**What is asked**
Extract each line of the material below that contains the word "submerged".

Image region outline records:
********************
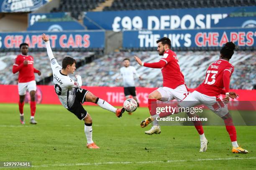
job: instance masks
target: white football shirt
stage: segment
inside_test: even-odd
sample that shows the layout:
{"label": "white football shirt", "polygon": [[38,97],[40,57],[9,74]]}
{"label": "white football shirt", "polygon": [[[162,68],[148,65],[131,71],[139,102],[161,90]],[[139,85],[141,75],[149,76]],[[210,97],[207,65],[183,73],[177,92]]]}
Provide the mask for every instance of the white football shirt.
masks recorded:
{"label": "white football shirt", "polygon": [[54,58],[49,41],[47,41],[46,44],[48,56],[51,60],[51,67],[52,70],[55,92],[63,106],[67,109],[70,108],[75,101],[75,88],[82,85],[81,77],[77,77],[79,83],[73,80],[68,75],[61,73],[61,70],[62,67]]}
{"label": "white football shirt", "polygon": [[123,67],[120,68],[120,73],[123,77],[123,87],[135,87],[134,75],[136,75],[138,78],[139,75],[137,73],[134,67]]}

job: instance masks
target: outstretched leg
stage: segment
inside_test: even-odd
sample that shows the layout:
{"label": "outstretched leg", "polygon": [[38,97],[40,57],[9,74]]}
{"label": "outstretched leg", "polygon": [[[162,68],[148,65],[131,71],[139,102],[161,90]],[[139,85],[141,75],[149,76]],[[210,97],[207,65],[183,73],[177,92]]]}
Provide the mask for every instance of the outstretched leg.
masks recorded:
{"label": "outstretched leg", "polygon": [[36,91],[31,90],[29,92],[30,95],[30,123],[36,124],[37,122],[35,120],[35,114],[36,113]]}
{"label": "outstretched leg", "polygon": [[224,121],[225,126],[226,126],[226,130],[229,135],[229,137],[232,144],[232,146],[233,147],[232,152],[233,153],[248,153],[247,150],[242,148],[241,147],[239,147],[237,143],[236,140],[236,130],[233,124],[233,120],[229,112],[228,112],[224,116],[221,117],[221,118]]}
{"label": "outstretched leg", "polygon": [[86,94],[85,101],[96,103],[101,108],[115,113],[116,116],[118,118],[122,116],[122,114],[125,111],[124,108],[119,109],[117,109],[105,100],[100,99],[89,91]]}
{"label": "outstretched leg", "polygon": [[20,95],[20,100],[19,100],[19,110],[20,110],[20,123],[24,124],[25,123],[24,120],[24,114],[23,113],[23,108],[24,107],[24,100],[25,95]]}

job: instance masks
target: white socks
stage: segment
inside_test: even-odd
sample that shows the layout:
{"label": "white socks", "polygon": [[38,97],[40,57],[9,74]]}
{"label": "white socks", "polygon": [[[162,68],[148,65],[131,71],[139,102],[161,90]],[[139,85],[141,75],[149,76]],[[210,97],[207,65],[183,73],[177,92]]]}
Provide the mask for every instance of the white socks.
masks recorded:
{"label": "white socks", "polygon": [[237,144],[237,141],[232,142],[232,146],[235,148],[238,148],[239,147],[238,144]]}
{"label": "white socks", "polygon": [[93,143],[92,141],[92,123],[84,123],[84,133],[87,139],[87,143],[90,144]]}
{"label": "white socks", "polygon": [[101,108],[104,109],[107,109],[108,110],[114,113],[115,113],[115,111],[117,109],[106,101],[99,98],[96,104],[99,105]]}
{"label": "white socks", "polygon": [[206,140],[206,138],[205,138],[205,133],[203,133],[202,135],[200,135],[200,141],[201,142],[203,142]]}

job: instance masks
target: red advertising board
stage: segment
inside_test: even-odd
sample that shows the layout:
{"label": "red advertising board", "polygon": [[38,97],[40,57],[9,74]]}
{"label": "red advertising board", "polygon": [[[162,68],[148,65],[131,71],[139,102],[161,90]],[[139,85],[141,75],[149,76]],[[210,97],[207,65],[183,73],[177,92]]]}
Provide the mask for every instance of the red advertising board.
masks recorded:
{"label": "red advertising board", "polygon": [[[38,103],[60,104],[53,86],[38,85],[36,100]],[[121,87],[82,87],[95,95],[104,99],[115,106],[121,106],[125,100],[123,88]],[[142,107],[148,106],[148,96],[156,89],[156,88],[136,88],[137,96]],[[193,90],[191,89],[191,91]],[[236,101],[256,101],[256,90],[233,90],[239,95]],[[221,98],[222,96],[220,96]],[[17,103],[19,100],[18,87],[16,85],[0,85],[0,103]],[[25,101],[29,101],[28,92]],[[232,101],[232,100],[231,100]],[[86,105],[93,105],[90,102],[85,102]]]}

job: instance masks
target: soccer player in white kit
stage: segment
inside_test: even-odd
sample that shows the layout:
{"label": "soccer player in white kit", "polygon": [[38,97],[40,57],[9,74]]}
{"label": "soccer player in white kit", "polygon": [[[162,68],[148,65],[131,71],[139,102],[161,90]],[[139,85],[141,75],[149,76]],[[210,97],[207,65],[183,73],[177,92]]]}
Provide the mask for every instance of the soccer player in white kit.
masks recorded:
{"label": "soccer player in white kit", "polygon": [[49,38],[43,34],[42,39],[46,44],[53,72],[55,92],[59,100],[65,108],[74,113],[79,120],[84,121],[84,132],[87,139],[87,148],[99,148],[92,141],[92,118],[82,104],[85,101],[95,103],[102,108],[115,113],[118,118],[122,116],[125,111],[124,108],[118,109],[106,101],[95,96],[89,91],[79,88],[82,85],[81,76],[77,75],[75,75],[77,79],[77,82],[72,80],[68,75],[74,73],[75,70],[76,60],[71,57],[66,57],[62,60],[62,67],[61,66],[54,56]]}
{"label": "soccer player in white kit", "polygon": [[[131,95],[133,99],[137,102],[138,107],[139,104],[136,96],[136,89],[134,82],[134,75],[140,80],[142,78],[137,72],[136,69],[133,66],[130,65],[130,59],[125,58],[123,60],[123,67],[120,68],[120,74],[123,78],[123,83],[125,96],[126,99],[128,99]],[[129,115],[131,112],[128,113]]]}

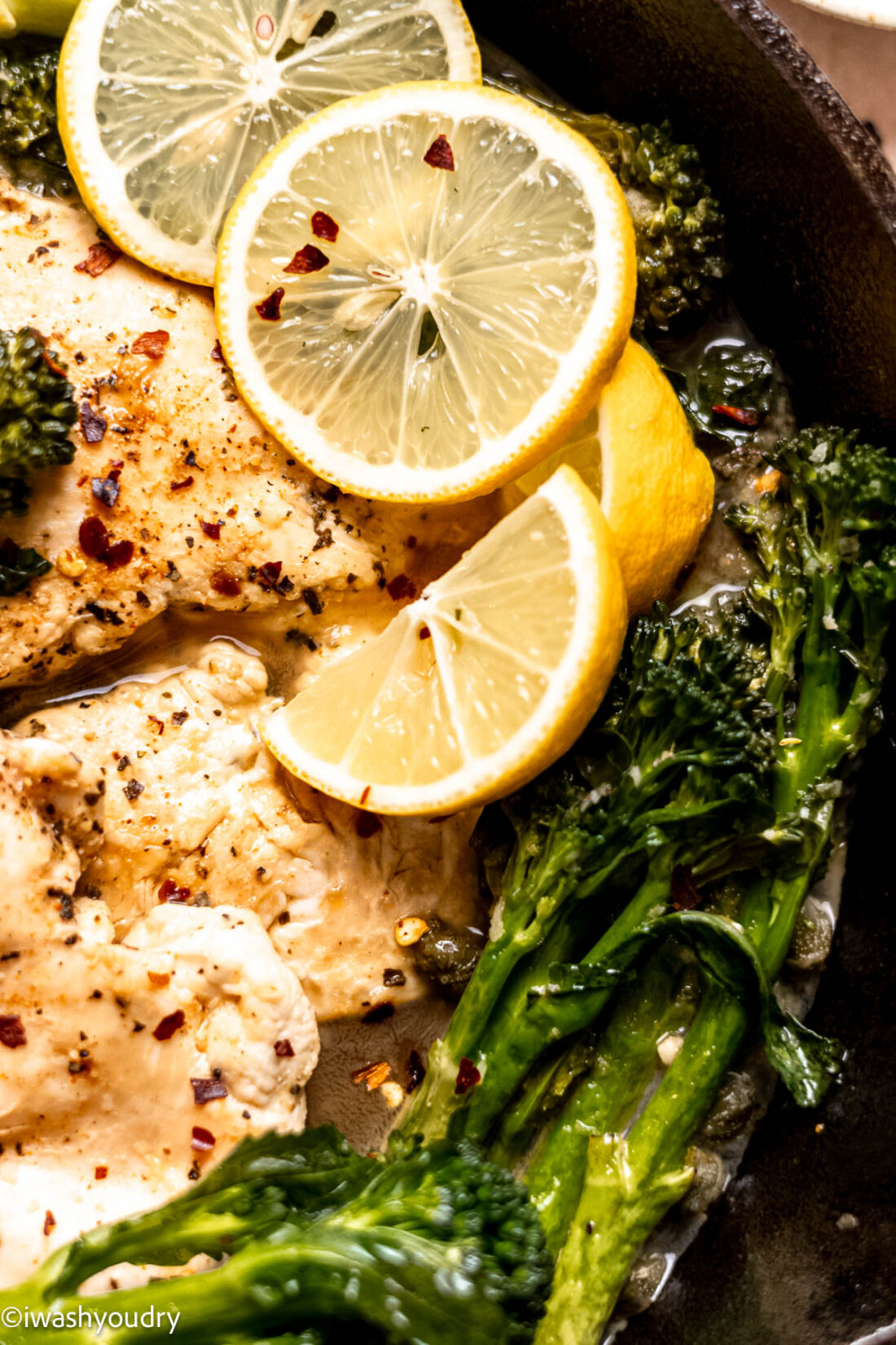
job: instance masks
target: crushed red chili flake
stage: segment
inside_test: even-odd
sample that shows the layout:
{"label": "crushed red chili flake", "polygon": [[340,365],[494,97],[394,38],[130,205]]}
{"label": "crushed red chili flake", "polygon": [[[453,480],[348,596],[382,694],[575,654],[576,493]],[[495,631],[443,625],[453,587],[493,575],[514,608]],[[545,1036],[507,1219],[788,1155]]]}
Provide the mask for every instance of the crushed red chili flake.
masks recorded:
{"label": "crushed red chili flake", "polygon": [[414,580],[408,580],[407,574],[396,574],[386,585],[386,592],[399,603],[403,597],[416,597],[416,584]]}
{"label": "crushed red chili flake", "polygon": [[121,495],[121,486],[113,476],[93,476],[90,479],[90,490],[93,498],[105,504],[106,508],[111,508]]}
{"label": "crushed red chili flake", "polygon": [[[35,328],[32,327],[31,331],[35,331]],[[40,332],[38,332],[38,336],[40,336]],[[43,336],[40,336],[40,339],[43,340]],[[44,364],[48,369],[51,369],[54,371],[54,374],[64,374],[66,373],[66,366],[60,364],[56,360],[56,352],[55,351],[43,350],[43,351],[40,351],[40,354],[43,355]],[[78,359],[77,355],[75,355],[75,359]]]}
{"label": "crushed red chili flake", "polygon": [[334,243],[339,238],[339,225],[325,210],[316,210],[312,215],[312,233],[325,243]]}
{"label": "crushed red chili flake", "polygon": [[78,529],[78,545],[85,555],[90,555],[94,560],[99,557],[109,549],[109,533],[106,525],[95,514],[83,519],[81,527]]}
{"label": "crushed red chili flake", "polygon": [[267,296],[267,299],[262,299],[259,304],[255,304],[255,312],[261,319],[263,319],[263,321],[266,323],[279,321],[279,305],[283,301],[285,293],[286,291],[283,289],[283,286],[278,285],[277,289]]}
{"label": "crushed red chili flake", "polygon": [[681,863],[672,870],[672,904],[676,911],[693,911],[700,905],[700,889],[693,881],[693,873]]}
{"label": "crushed red chili flake", "polygon": [[361,841],[369,841],[377,831],[383,830],[383,823],[375,812],[359,812],[355,818],[355,831]]}
{"label": "crushed red chili flake", "polygon": [[283,274],[310,276],[316,270],[322,270],[324,266],[329,266],[326,253],[322,253],[314,243],[305,243],[304,247],[298,249],[289,266],[283,266]]}
{"label": "crushed red chili flake", "polygon": [[746,410],[743,406],[727,406],[724,402],[713,406],[712,410],[713,414],[727,416],[728,420],[737,421],[739,425],[748,425],[750,429],[755,429],[762,420],[759,412]]}
{"label": "crushed red chili flake", "polygon": [[0,1045],[8,1046],[9,1050],[15,1050],[16,1046],[26,1046],[28,1038],[26,1037],[24,1024],[17,1013],[4,1013],[0,1014]]}
{"label": "crushed red chili flake", "polygon": [[437,136],[430,148],[423,155],[423,163],[429,164],[430,168],[443,168],[446,172],[454,172],[454,152],[447,143],[446,136]]}
{"label": "crushed red chili flake", "polygon": [[473,1088],[476,1084],[478,1084],[478,1081],[480,1081],[481,1077],[482,1077],[482,1075],[476,1068],[476,1065],[473,1064],[473,1061],[467,1060],[466,1056],[462,1056],[461,1057],[461,1067],[459,1067],[459,1069],[457,1072],[457,1079],[454,1080],[454,1092],[458,1096],[461,1093],[465,1093],[467,1091],[467,1088]]}
{"label": "crushed red chili flake", "polygon": [[215,570],[211,577],[211,586],[215,593],[220,593],[223,597],[238,597],[243,592],[243,585],[230,570]]}
{"label": "crushed red chili flake", "polygon": [[184,1010],[175,1009],[173,1013],[165,1014],[161,1022],[157,1022],[152,1030],[156,1041],[169,1041],[179,1028],[184,1026]]}
{"label": "crushed red chili flake", "polygon": [[171,336],[165,331],[144,332],[130,347],[134,355],[145,355],[146,359],[161,359]]}
{"label": "crushed red chili flake", "polygon": [[175,878],[165,878],[161,888],[159,889],[160,901],[189,901],[189,896],[191,896],[191,889],[179,888]]}
{"label": "crushed red chili flake", "polygon": [[86,443],[101,444],[103,434],[109,429],[109,421],[99,412],[95,412],[90,402],[81,404],[78,408],[78,420]]}
{"label": "crushed red chili flake", "polygon": [[282,568],[283,568],[282,561],[265,561],[263,565],[258,566],[255,578],[258,580],[262,588],[266,589],[275,588]]}
{"label": "crushed red chili flake", "polygon": [[227,1089],[220,1079],[191,1079],[189,1084],[193,1089],[193,1102],[197,1107],[204,1107],[207,1102],[215,1102],[218,1098],[227,1096]]}
{"label": "crushed red chili flake", "polygon": [[372,1065],[361,1065],[360,1069],[352,1069],[351,1077],[353,1084],[367,1084],[367,1091],[373,1092],[386,1083],[391,1073],[392,1069],[388,1060],[377,1060]]}
{"label": "crushed red chili flake", "polygon": [[105,553],[99,557],[102,564],[110,570],[120,570],[122,565],[129,565],[134,555],[134,543],[128,542],[125,538],[121,542],[113,542]]}
{"label": "crushed red chili flake", "polygon": [[120,257],[121,252],[111,243],[91,243],[87,256],[75,265],[75,270],[83,270],[95,280],[97,276],[102,276],[103,270],[114,266]]}
{"label": "crushed red chili flake", "polygon": [[426,1065],[420,1059],[419,1050],[412,1050],[407,1057],[407,1088],[404,1092],[414,1092],[419,1088],[426,1079]]}
{"label": "crushed red chili flake", "polygon": [[204,1126],[193,1126],[193,1138],[189,1146],[200,1154],[207,1154],[210,1149],[215,1147],[215,1137]]}

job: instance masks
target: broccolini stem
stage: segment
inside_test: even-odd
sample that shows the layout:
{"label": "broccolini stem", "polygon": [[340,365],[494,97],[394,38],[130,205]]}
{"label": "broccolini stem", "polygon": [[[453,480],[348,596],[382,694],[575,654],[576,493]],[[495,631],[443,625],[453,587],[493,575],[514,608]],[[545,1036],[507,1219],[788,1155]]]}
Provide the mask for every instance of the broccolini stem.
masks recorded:
{"label": "broccolini stem", "polygon": [[[672,866],[668,854],[654,861],[629,905],[580,959],[583,964],[603,962],[652,916],[666,911]],[[544,993],[552,964],[568,960],[576,932],[574,919],[559,921],[535,958],[523,963],[509,982],[500,1011],[493,1014],[473,1057],[482,1083],[473,1089],[463,1112],[465,1138],[485,1139],[544,1049],[592,1024],[613,997],[613,985],[568,995]],[[536,991],[541,993],[533,998]]]}
{"label": "broccolini stem", "polygon": [[709,982],[681,1050],[629,1135],[591,1138],[582,1197],[536,1345],[599,1338],[638,1248],[690,1184],[690,1138],[747,1025],[743,1005]]}
{"label": "broccolini stem", "polygon": [[78,0],[0,0],[0,38],[13,32],[40,32],[64,38]]}

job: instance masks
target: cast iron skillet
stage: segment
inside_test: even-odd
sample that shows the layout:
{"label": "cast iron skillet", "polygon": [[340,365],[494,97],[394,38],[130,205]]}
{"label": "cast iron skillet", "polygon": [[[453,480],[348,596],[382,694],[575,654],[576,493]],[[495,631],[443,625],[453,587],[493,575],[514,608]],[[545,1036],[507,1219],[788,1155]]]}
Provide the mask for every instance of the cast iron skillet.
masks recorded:
{"label": "cast iron skillet", "polygon": [[[896,179],[768,9],[469,0],[467,11],[571,102],[669,116],[696,141],[727,208],[735,297],[778,351],[801,421],[896,443]],[[810,1018],[848,1044],[845,1081],[818,1112],[779,1089],[740,1176],[625,1345],[849,1345],[896,1322],[895,705],[891,685],[891,732],[862,771],[842,923]],[[873,1345],[885,1340],[896,1330]]]}

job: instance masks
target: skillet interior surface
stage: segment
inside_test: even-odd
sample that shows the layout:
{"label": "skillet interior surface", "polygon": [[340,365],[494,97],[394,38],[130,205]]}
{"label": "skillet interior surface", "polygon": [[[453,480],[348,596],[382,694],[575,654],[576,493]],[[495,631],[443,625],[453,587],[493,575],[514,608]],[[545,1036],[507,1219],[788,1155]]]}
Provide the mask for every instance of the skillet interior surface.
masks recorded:
{"label": "skillet interior surface", "polygon": [[[470,0],[478,31],[586,110],[670,117],[725,207],[732,292],[802,422],[896,443],[896,179],[758,0]],[[896,651],[891,648],[891,666]],[[848,1345],[896,1319],[896,744],[868,753],[810,1022],[849,1048],[817,1112],[779,1089],[740,1174],[630,1345]],[[819,1128],[821,1127],[821,1128]],[[846,1216],[846,1217],[844,1217]],[[896,1340],[896,1330],[875,1338]],[[870,1345],[870,1342],[869,1342]]]}

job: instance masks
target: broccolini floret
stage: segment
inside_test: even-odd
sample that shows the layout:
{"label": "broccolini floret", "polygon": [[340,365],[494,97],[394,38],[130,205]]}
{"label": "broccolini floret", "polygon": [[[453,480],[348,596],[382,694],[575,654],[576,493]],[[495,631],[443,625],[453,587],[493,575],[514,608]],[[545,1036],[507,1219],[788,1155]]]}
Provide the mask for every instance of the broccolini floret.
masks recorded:
{"label": "broccolini floret", "polygon": [[0,175],[38,195],[66,196],[74,183],[56,121],[59,43],[0,42]]}
{"label": "broccolini floret", "polygon": [[693,145],[674,140],[668,121],[635,126],[578,112],[504,62],[500,74],[486,71],[485,83],[531,98],[568,122],[619,179],[638,253],[635,334],[669,331],[716,304],[728,270],[725,221]]}
{"label": "broccolini floret", "polygon": [[70,463],[74,390],[39,332],[0,331],[0,514],[28,508],[27,477]]}

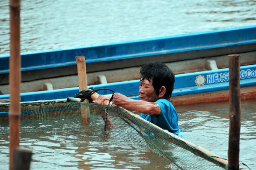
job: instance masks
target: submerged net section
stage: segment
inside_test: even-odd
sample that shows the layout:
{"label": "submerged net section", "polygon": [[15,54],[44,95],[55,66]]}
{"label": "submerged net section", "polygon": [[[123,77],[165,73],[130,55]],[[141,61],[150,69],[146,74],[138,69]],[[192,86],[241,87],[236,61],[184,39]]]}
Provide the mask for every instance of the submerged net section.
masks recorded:
{"label": "submerged net section", "polygon": [[[148,147],[170,160],[172,169],[226,168],[225,164],[181,138],[123,109],[92,103],[54,101],[21,104],[21,132],[24,129],[28,130],[28,127],[56,133],[85,131],[95,136],[120,142],[129,141],[134,144]],[[0,127],[8,125],[8,104],[0,104]]]}

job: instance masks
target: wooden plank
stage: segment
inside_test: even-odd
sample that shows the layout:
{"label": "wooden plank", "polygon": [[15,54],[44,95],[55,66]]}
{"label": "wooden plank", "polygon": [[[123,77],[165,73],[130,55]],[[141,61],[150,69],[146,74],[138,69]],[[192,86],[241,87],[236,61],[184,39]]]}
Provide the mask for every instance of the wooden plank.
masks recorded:
{"label": "wooden plank", "polygon": [[239,54],[228,55],[229,64],[229,135],[228,169],[239,170],[241,96],[240,93],[240,59]]}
********************
**Output**
target: submerged net section
{"label": "submerged net section", "polygon": [[15,54],[44,95],[55,66]]}
{"label": "submerged net section", "polygon": [[[123,77],[165,73],[130,55]],[[141,61],[150,69],[146,74],[138,69]],[[192,86],[241,87],[236,61],[184,39]]]}
Provide the mask for every instance of the submerged net section.
{"label": "submerged net section", "polygon": [[[148,147],[170,160],[172,169],[226,168],[225,164],[181,138],[123,109],[92,103],[54,101],[21,104],[21,132],[24,129],[28,130],[28,127],[56,133],[85,131],[95,136],[120,142],[129,141],[134,144]],[[0,127],[8,125],[8,104],[0,104]]]}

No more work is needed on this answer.